- **Exercise description**: Which lines below contain the string "query"? Copy each one out in full.

==*==

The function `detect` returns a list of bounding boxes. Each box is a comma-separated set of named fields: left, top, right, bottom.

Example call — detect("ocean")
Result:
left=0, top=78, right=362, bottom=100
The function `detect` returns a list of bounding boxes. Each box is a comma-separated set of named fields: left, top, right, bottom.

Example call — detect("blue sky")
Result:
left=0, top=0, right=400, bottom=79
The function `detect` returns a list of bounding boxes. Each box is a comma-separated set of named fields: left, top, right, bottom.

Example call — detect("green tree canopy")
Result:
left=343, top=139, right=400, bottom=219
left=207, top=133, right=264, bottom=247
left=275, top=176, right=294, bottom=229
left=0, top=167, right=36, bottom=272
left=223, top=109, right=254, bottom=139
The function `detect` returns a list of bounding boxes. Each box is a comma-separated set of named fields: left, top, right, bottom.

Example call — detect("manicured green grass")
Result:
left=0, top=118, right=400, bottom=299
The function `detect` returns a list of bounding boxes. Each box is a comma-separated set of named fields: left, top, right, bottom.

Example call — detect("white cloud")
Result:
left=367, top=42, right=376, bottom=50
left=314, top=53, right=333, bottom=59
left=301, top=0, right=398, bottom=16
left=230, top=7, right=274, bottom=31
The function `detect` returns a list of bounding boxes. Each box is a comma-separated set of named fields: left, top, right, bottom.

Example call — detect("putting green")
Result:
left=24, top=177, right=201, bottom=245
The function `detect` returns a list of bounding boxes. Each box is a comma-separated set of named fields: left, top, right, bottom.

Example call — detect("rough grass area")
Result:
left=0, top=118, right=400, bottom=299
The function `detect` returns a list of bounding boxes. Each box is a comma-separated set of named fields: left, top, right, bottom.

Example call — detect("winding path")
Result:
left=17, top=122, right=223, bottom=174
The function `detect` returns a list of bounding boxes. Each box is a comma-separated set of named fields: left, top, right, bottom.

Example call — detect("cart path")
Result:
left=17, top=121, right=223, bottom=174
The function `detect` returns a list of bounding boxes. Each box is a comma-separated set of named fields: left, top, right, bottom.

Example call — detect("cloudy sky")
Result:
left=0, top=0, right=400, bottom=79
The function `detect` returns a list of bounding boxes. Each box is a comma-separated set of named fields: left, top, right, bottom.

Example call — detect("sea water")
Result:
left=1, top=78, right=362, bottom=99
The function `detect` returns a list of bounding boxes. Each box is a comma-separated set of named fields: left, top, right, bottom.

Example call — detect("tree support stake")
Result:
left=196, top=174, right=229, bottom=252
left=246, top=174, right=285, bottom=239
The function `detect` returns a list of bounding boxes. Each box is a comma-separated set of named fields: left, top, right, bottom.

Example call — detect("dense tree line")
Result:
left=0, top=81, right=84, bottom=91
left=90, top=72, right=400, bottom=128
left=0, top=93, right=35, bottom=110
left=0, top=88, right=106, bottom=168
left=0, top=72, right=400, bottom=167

==*==

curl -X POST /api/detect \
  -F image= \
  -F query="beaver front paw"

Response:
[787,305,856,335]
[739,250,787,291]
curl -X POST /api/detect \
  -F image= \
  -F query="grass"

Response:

==*==

- **Solved exercise**:
  -F query="beaver front paw"
  -F query="grass"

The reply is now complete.